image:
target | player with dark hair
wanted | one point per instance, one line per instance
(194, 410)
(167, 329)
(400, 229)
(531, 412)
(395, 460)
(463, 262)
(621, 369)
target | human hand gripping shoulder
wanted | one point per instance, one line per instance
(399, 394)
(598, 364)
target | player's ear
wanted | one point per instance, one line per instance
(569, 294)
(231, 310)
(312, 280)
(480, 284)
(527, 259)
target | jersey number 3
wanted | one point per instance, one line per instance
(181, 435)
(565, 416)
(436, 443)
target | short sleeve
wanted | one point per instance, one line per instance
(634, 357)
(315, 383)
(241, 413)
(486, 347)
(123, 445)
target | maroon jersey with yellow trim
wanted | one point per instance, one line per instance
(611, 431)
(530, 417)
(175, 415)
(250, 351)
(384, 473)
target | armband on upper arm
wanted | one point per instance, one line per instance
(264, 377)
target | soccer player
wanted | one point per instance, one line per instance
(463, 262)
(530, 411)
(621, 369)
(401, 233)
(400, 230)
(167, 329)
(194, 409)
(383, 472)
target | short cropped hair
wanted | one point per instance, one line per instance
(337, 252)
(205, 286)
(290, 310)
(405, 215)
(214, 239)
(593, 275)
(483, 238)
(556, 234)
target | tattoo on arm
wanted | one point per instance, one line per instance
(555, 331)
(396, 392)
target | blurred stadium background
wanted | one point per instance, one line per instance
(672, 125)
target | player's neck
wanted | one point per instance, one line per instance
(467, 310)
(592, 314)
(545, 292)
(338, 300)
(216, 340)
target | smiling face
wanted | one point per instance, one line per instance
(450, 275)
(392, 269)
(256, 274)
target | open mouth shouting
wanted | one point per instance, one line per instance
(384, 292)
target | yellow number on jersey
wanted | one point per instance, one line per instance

▶ **Work instruction**
When a line in the material above contains the word "number", copy that line out.

▶ **Task answer**
target | jersey number 3
target | yellow number on jersey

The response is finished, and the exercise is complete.